PROBLEM TO SOLVE :: Carry on the account of the World Vintage Aerobatic Championships at Stauning from the point where it stops.

━━ SELECTED EXTRACT

World Vintage Aerobatics Championships
The World Vintage Aerobatic Championships were held at Stauning, Denmark in August. Veteran airshow and aerobatics pilot Barry Tempest reports.
I was flying a borrowed Belgian-built Stampe SV.4B. The owner came along as safety pilot because my UK PPL with DVLA fitness to fly/drive is not valid outside of the United Kingdom. It was the heaviest Stampe I had ever flown, having a starter, generator, vacuum pump and full blind flying instrumentation in both cockpits, plus my brave passenger. No back-up harness, so it was brace yourself on the slow rolls. It was also probably the newest Stampe ever, having been built for the Belgian Air Force in 1955 but not assembled until ten years later. It now resides in the superb KZ Museum at Stauning.
Clive Davidson upheld the honour of the Tiger Moth by flying all the way up from Henstridge with the owner, who is learning to fly in it. He gave a sedate perambulation through the blue Danish sky littered with puffy cu, with loops, a spin and barrel rolls only to keep the immaculate under surface clear of oil. This was in the ‘performance’ section of the contest and the previous evening each competitor had ‘danced’ his way through his intended sequence. Hilarity ensued.

━━━━
━━ DATA ROWS

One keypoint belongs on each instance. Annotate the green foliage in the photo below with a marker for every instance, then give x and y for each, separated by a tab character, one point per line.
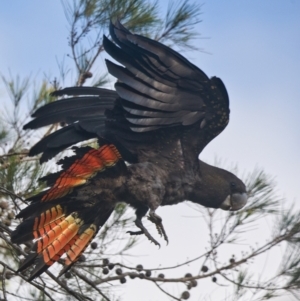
92	278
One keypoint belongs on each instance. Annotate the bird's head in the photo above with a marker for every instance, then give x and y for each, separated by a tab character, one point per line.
218	188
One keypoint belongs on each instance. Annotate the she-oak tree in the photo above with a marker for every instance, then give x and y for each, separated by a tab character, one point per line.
103	264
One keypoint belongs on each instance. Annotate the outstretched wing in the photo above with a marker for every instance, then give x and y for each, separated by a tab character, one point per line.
161	90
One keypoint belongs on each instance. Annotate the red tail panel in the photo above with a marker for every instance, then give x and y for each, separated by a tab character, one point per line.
80	245
95	160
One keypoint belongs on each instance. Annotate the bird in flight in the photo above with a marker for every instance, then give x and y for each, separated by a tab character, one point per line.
150	132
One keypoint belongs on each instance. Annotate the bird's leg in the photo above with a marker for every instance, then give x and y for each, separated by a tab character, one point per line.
140	213
157	220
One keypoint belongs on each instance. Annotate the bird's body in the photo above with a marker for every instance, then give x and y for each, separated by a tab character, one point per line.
150	132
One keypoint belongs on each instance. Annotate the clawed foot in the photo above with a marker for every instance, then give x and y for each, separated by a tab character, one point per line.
157	220
143	230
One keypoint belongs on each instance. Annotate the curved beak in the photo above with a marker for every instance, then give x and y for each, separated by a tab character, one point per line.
235	201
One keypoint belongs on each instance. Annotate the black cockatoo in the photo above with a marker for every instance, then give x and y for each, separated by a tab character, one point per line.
163	113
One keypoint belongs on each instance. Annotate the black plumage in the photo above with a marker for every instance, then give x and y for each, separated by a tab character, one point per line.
163	113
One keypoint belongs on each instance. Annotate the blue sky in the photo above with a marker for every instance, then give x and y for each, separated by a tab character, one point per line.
254	46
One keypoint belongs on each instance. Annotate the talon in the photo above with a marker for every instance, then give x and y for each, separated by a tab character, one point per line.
143	230
157	220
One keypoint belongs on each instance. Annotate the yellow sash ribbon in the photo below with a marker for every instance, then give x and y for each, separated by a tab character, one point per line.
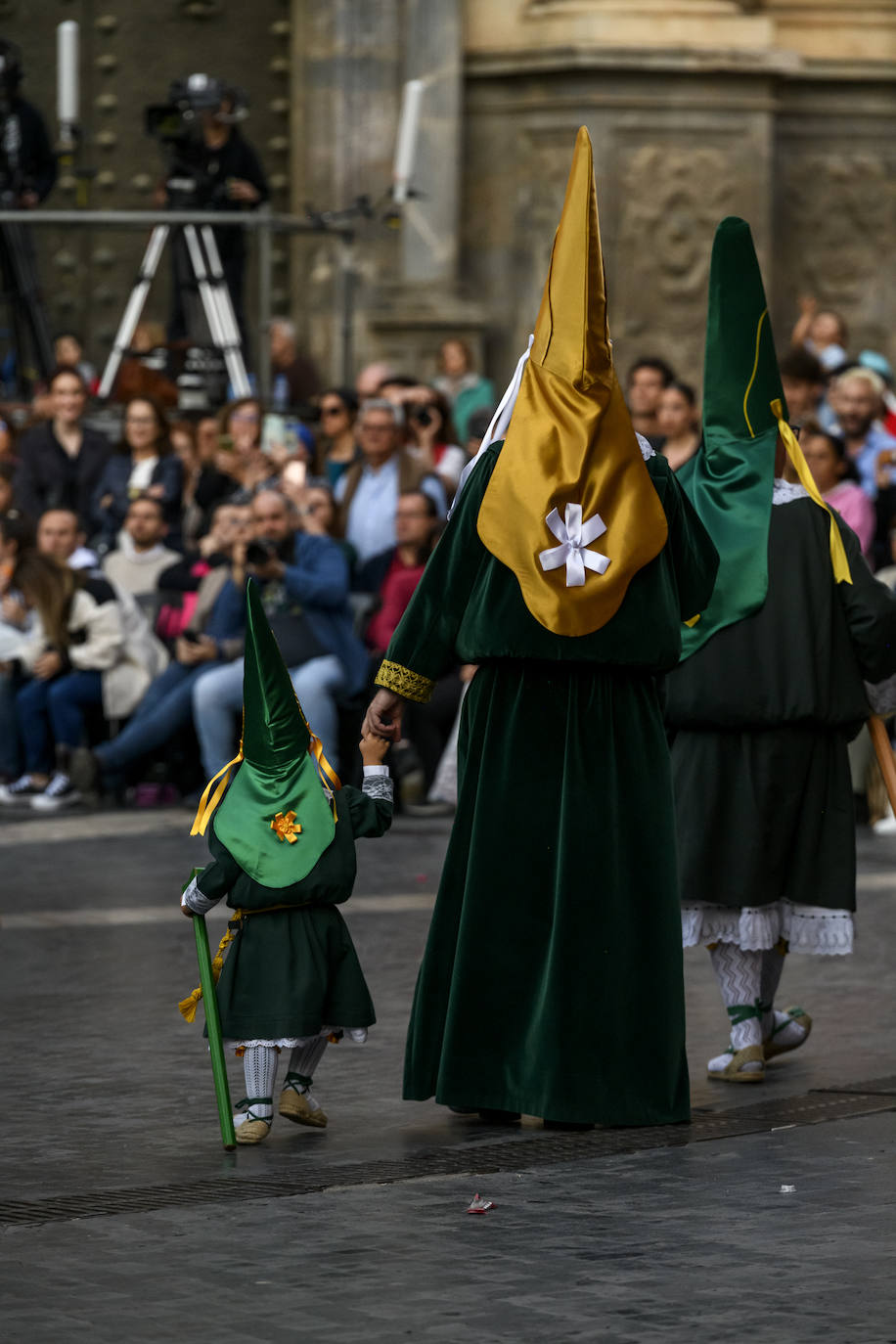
838	560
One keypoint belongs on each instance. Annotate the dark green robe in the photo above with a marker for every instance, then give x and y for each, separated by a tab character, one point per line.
551	981
291	972
762	715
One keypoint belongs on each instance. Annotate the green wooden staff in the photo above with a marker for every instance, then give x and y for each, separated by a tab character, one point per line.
212	1026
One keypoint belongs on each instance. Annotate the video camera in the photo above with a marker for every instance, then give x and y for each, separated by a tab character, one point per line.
177	125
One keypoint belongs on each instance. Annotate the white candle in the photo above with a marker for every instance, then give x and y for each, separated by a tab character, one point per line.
67	72
406	143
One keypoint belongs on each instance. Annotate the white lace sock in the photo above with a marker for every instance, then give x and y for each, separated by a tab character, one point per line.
259	1069
773	965
739	974
305	1059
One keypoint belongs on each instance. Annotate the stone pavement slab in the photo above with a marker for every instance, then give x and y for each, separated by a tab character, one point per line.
686	1243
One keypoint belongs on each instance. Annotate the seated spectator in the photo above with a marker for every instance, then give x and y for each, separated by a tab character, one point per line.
294	378
62	538
677	424
823	333
141	554
338	446
240	455
431	437
67	349
304	581
7	471
857	401
837	481
394	574
144	464
371	378
209	639
464	390
76	658
17	539
368	492
180	582
61	463
647	380
802	380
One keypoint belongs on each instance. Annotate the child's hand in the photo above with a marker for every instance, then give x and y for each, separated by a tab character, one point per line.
373	747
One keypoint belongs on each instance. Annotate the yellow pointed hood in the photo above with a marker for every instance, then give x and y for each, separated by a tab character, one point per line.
569	507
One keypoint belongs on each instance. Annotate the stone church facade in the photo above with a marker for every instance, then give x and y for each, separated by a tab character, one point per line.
784	112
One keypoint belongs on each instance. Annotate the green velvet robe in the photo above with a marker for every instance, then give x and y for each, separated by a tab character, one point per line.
291	972
762	715
551	981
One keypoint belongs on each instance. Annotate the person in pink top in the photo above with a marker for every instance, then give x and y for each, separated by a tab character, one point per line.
837	481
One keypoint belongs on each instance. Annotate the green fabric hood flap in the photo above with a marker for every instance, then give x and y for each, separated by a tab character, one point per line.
278	775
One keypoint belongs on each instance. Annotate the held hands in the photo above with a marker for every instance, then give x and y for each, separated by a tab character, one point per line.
383	718
373	749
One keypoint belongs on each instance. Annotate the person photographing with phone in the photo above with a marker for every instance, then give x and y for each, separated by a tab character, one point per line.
304	579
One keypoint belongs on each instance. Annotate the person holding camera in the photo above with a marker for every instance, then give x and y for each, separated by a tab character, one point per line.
304	582
225	173
370	489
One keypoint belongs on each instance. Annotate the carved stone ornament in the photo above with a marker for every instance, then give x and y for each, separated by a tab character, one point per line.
201	8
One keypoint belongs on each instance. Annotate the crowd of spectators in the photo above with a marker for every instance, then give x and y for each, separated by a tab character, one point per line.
124	560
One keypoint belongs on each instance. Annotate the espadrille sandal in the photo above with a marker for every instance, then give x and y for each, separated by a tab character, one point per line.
734	1070
297	1103
252	1128
771	1048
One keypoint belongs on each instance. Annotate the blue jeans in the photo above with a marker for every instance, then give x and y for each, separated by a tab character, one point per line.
164	710
218	697
51	712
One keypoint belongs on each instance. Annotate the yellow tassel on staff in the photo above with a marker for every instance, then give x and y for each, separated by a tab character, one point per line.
187	1007
838	560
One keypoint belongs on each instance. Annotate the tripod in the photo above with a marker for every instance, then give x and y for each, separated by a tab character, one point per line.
204	263
23	294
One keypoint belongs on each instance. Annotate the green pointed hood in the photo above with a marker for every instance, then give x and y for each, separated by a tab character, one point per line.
278	773
731	478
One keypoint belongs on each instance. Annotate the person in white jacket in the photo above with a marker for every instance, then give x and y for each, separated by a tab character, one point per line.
78	658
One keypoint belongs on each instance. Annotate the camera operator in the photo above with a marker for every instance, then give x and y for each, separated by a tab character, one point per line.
27	161
214	168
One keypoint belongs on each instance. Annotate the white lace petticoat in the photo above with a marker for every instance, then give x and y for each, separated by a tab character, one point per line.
356	1034
812	929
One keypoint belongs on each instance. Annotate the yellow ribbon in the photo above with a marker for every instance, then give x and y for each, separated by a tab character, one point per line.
205	804
838	560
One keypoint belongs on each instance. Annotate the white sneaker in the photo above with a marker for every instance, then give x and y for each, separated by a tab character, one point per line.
22	790
60	793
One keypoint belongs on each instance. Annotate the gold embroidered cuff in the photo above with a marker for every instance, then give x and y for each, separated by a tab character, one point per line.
409	685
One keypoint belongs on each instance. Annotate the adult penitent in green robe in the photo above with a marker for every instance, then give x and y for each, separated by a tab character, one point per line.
551	981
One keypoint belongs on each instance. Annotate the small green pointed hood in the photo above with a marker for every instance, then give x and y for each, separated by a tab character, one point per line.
278	773
731	478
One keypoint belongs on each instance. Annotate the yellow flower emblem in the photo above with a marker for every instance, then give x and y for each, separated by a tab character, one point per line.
285	829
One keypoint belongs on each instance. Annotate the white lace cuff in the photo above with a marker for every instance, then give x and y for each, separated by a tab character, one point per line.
194	899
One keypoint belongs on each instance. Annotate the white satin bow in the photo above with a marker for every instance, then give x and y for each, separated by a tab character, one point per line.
574	536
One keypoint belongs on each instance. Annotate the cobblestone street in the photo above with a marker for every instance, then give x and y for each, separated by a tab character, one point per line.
121	1218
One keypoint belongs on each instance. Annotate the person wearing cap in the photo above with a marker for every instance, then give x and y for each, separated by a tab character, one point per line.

━━━━

RIGHT ANSWER ::
There were hordes of Jungmeisters, Jungmanns, a Stieglitz, a KZ VIII and a couple of Chipmunks entered, so the humble Tiger and Stampe did not stand much of a chance. My theory of old age and treachery overcoming youth and skill failed for once. At 79 I was the oldest entrant by some eight years and came about half way up the final result out of some 22 entrants. Overall winner was Benoit Dierickx from Belgium flying his Polish-built Jungmeister replica powered by a Czech LOM 200hp six-cylinder inline engine, a superb aircraft with awesome performance potential. The judging criteria were on the lines of those used in the Lockheed International Aerobatic Trophy contests held in the UK around sixty years ago – a truly vintage evaluation standard for a vintage contest.
One notable visitor was the superb Beech D17S Staggerwing Red Rockette flown by 83-year-old Bill Charney (aka ‘Captain Biff Windsock’) who hails from Reno and returns there in winter to do the laundry when he runs out of clean socks. In summer he is touring Europe and I do mean all Europe. A retired United Airlines captain and former USAF jet jockey on F-84 Thunderstreaks and F-100 Super Sabres (‘Huns’) he takes great pleasure in squandering his children’s inheritance in a most enviable fashion.
It was a most enjoyable contest and we made friends from all over Scandinavia, Germany, Austria, Belgium and even a couple of intrepid flyers from New Zealand.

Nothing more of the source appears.